Instruction 1: Transcribe the notes below on Hack registers and instructions word for word, in full.

Text provided:
CPU Registers: D - data register A - address register M - register holding the value of one address in RAM specified by A.
Setting A automatically sets M as the value of M only depends on the location pointed to by A.
Syntax of A: @1242; sets the location to 1242 and the value of M to whatever is stored in RAM location 1242 This is how we load and store values from our memory.
To store the value 0x1000 in register 0x3FF, @0x3FF; sets the location and the value of M M=0x1000;
!! M isn't a copy of whatever value is stored in the RAM location so it could be closer to the CPU, it is the actual memory register itself !! M=RAM[A]
The Hack machine language is made out of 16-bit A or C instructions. (There is also a reset button used to start program execution.)
dest = comp; jump
jump and dest are optional instructions when executing this instruction, a computation is made after which some value is stored in a register or the program jumps to another instruction.
Comp can be any of the following instructions done on the A, D, and M registers:
| 0, 1, -1, D, A, M, | | !D, !A, !M, | | -D, -A, -M, | | D+1, A+1, M+1, D-1, A-1, M-1,| | D+A, D+M, D-A, D-M, | | A-D, M-D, | | D&A, D&M, | | D|A, D|M |
| |
There are 8 possible destinations:
- null - don't store computation in memory
- M
- D
- A
- AM - in both A and M
- AD
- MD
- AMD - in all registers
Jump conditions compare the output to zero and jump to the instruction given by the value of A register:
- null - don't jump
- JEQ - Jump (if) EQual
- JNE - Jump (if) Not Equal
- JGT - Jump (if) Greater Than
- JLT
- JGE - Jump (if) Greater than or Equal
- JLE
- JMP - Jump regardless
Some examples: // Set RAM[300] to the value of D -1 @300 // A instruction to set M to the location RAM[300] M = D-1 // Selected RAM location now loaded with value D-1
// If D - 1 is zero, jump to execute instruction stored in ROM[56]
@56 // A = 0x0038
D - 1; JEQ // Jump to instruction 0x0038 if D-1=0
Writing assembly can be done symbolically as shown above or using a binary syntax where we describe the instruction as a 16-bit code.

(Dataset excerpt)
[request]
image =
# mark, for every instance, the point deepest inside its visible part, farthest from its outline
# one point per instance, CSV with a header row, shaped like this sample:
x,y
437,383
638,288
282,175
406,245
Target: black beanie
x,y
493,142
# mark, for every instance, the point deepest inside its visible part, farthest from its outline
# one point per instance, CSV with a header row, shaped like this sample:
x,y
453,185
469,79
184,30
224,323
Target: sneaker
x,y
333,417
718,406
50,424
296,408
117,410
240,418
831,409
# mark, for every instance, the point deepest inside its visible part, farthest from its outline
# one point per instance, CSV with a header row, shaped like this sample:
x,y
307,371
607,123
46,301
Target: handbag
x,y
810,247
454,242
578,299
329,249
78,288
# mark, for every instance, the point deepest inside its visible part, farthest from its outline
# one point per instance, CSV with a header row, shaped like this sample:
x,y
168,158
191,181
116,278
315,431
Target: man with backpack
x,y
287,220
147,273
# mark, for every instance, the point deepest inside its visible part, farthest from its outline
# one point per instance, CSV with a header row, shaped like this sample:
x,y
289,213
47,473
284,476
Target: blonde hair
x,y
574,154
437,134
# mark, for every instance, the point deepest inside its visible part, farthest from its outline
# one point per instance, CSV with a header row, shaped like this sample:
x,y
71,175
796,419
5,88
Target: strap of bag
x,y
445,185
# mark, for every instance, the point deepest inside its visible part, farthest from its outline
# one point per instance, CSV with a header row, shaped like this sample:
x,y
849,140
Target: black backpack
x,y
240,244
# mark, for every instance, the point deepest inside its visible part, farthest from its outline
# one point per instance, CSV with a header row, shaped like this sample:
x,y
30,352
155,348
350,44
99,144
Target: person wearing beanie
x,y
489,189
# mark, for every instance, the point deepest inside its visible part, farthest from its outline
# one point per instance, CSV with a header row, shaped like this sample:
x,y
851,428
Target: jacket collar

Instruction 2: Filter the records above down to every line containing the string "beanie", treating uppercase and lowercase as different.

Correct answer 1:
CPU Registers: D - data register A - address register M - register holding the value of one address in RAM specified by A.
Setting A automatically sets M as the value of M only depends on the location pointed to by A.
Syntax of A: @1242; sets the location to 1242 and the value of M to whatever is stored in RAM location 1242 This is how we load and store values from our memory.
To store the value 0x1000 in register 0x3FF, @0x3FF; sets the location and the value of M M=0x1000;
!! M isn't a copy of whatever value is stored in the RAM location so it could be closer to the CPU, it is the actual memory register itself !! M=RAM[A]
The Hack machine language is made out of 16-bit A or C instructions. (There is also a reset button used to start program execution.)
dest = comp; jump
jump and dest are optional instructions when executing this instruction, a computation is made after which some value is stored in a register or the program jumps to another instruction.
Comp can be any of the following instructions done on the A, D, and M registers:
| 0, 1, -1, D, A, M, | | !D, !A, !M, | | -D, -A, -M, | | D+1, A+1, M+1, D-1, A-1, M-1,| | D+A, D+M, D-A, D-M, | | A-D, M-D, | | D&A, D&M, | | D|A, D|M |
| |
There are 8 possible destinations:
- null - don't store computation in memory
- M
- D
- A
- AM - in both A and M
- AD
- MD
- AMD - in all registers
Jump conditions compare the output to zero and jump to the instruction given by the value of A register:
- null - don't jump
- JEQ - Jump (if) EQual
- JNE - Jump (if) Not Equal
- JGT - Jump (if) Greater Than
- JLT
- JGE - Jump (if) Greater than or Equal
- JLE
- JMP - Jump regardless
Some examples: // Set RAM[300] to the value of D -1 @300 // A instruction to set M to the location RAM[300] M = D-1 // Selected RAM location now loaded with value D-1
// If D - 1 is zero, jump to execute instruction stored in ROM[56]
@56 // A = 0x0038
D - 1; JEQ // Jump to instruction 0x0038 if D-1=0
Writing assembly can be done symbolically as shown above or using a binary syntax where we describe the instruction as a 16-bit code.

Correct answer 2:
Target: black beanie
Target: person wearing beanie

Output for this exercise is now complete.